◆ **Schriftliche Aufgabe A**
Schreibe den Text über Ausbildungsplätze in Berlin zwischen „DGB: Nur für“ und „Zahlen für Brandenburg.“ einschließlich noch einmal ab und benenne dabei „Landesarbeitsamt“ in „Arbeitsamt“ um.

◆ **Vorliegender Text**
# # #

Lehrlinge auf Wanderschaft nach Westdeutschland

DGB: Nur für jeden dritten Bewerber gibt es in Berlin einen betrieblichen Ausbildungsplatz. Die Jugendarbeitslosigkeit stieg um 16,5 Prozent

Ausbildungsplätze bleiben Mangelware. Nach Angaben des Deutschen Gewerkschaftsbundes (DGB) werden im Herbst für die rund 28.000 derzeitigen Berliner Bewerber nur etwa 11.000 Ausbildungsstellen in Betrieben zur Verfügung stehen.

Allgemein sieht es für junge Menschen düster auf dem Arbeitsmarkt aus: Gegenüber dem Vorjahr ist laut Landesarbeitsamt die Zahl der arbeitslosen Berliner unter 25 Jahren um über 4.000 auf rund 28.500 gewachsen – ein Anstieg von 16,5 Prozent. Ähnlich dramatisch sind die Zahlen für Brandenburg.

Man sei „meilenweit“ davon entfernt, den Ausbildungskonsens des Bündnisses für Arbeit in der Region zu erfüllen, erklärt Bernd Rissmann, stellvertretender Vorsitzender des DGB Berlin-Brandenburg. Nur mit Hilfe staatlicher Fördermittel könnten die Lücken geschlossen werden.

# # #

◆ **Übungsmaterial**
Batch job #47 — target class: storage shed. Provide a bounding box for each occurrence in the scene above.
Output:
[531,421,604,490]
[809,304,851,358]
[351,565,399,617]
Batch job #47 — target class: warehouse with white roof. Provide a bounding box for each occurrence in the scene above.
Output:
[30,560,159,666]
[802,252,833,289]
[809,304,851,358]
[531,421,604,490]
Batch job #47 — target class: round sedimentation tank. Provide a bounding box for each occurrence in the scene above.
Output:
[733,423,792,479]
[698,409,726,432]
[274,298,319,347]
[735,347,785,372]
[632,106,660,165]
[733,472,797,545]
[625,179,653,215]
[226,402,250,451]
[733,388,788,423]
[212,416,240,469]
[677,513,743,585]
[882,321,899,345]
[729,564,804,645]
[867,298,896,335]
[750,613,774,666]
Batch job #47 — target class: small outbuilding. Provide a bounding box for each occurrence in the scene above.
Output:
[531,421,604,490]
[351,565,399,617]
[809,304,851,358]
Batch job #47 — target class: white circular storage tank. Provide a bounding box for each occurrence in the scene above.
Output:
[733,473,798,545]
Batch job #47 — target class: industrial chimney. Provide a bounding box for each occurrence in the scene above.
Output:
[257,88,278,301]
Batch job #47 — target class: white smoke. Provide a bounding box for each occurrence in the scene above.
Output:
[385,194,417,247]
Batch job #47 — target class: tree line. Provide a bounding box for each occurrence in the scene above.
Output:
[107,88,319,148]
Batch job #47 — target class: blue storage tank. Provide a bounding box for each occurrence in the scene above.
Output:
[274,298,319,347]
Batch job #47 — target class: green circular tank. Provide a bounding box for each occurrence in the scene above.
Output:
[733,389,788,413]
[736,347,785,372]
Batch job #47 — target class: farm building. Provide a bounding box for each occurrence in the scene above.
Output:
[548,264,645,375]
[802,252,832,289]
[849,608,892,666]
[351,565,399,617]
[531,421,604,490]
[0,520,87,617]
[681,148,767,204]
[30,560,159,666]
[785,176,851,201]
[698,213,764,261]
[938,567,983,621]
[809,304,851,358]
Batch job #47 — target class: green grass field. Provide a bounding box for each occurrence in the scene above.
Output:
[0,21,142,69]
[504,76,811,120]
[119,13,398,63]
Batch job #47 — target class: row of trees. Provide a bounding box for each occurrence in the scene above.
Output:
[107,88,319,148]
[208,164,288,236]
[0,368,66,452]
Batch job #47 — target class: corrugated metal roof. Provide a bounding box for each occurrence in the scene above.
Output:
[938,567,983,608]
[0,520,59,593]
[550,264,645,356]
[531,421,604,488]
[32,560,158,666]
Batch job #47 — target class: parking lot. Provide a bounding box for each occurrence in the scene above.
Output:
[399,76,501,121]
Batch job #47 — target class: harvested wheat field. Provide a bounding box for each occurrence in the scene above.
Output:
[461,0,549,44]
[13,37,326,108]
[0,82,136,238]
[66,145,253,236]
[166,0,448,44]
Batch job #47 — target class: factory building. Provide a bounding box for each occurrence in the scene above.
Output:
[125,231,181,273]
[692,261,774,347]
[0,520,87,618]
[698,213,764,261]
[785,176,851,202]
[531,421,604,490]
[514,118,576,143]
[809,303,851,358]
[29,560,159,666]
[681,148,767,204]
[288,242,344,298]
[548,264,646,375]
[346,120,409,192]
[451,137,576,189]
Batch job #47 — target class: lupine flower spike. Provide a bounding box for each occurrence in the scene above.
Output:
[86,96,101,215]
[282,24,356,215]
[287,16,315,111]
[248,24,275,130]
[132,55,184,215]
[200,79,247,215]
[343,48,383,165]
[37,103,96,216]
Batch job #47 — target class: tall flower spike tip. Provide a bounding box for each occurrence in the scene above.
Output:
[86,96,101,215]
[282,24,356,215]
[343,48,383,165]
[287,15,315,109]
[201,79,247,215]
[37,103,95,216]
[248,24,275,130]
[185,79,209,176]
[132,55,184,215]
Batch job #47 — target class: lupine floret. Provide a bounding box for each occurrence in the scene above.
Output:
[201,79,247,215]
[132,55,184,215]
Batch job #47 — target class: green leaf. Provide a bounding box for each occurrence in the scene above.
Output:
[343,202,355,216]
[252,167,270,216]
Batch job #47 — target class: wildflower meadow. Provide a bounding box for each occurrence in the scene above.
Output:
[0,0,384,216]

# # #

◆ **Schriftliche Aufgabe B**
Ordne die Zeilen der Datensätze zwischen der Zeile mit „Batch job #47 — target class: round“ und der Zeile mit „[750,613,774,666]“ einschließlich als Markdown-Tabelle mit den Spalten „Nr.“ und „Zeile“ an und lass leere Zeilen weg.

◆ **Antwort A**
DGB: Nur für jeden dritten Bewerber gibt es in Berlin einen betrieblichen Ausbildungsplatz. Die Jugendarbeitslosigkeit stieg um 16,5 Prozent

Ausbildungsplätze bleiben Mangelware. Nach Angaben des Deutschen Gewerkschaftsbundes (DGB) werden im Herbst für die rund 28.000 derzeitigen Berliner Bewerber nur etwa 11.000 Ausbildungsstellen in Betrieben zur Verfügung stehen.

Allgemein sieht es für junge Menschen düster auf dem Arbeitsmarkt aus: Gegenüber dem Vorjahr ist laut Arbeitsamt die Zahl der arbeitslosen Berliner unter 25 Jahren um über 4.000 auf rund 28.500 gewachsen – ein Anstieg von 16,5 Prozent. Ähnlich dramatisch sind die Zahlen für Brandenburg.

◆ **Antwort B**
| Nr. | Zeile |
|---|---|
| 1 | Batch job #47 — target class: round sedimentation tank. Provide a bounding box for each occurrence in the scene above. |
| 2 | Output: |
| 3 | [733,423,792,479] |
| 4 | [698,409,726,432] |
| 5 | [274,298,319,347] |
| 6 | [735,347,785,372] |
| 7 | [632,106,660,165] |
| 8 | [733,472,797,545] |
| 9 | [625,179,653,215] |
| 10 | [226,402,250,451] |
| 11 | [733,388,788,423] |
| 12 | [212,416,240,469] |
| 13 | [677,513,743,585] |
| 14 | [882,321,899,345] |
| 15 | [729,564,804,645] |
| 16 | [867,298,896,335] |
| 17 | [750,613,774,666] |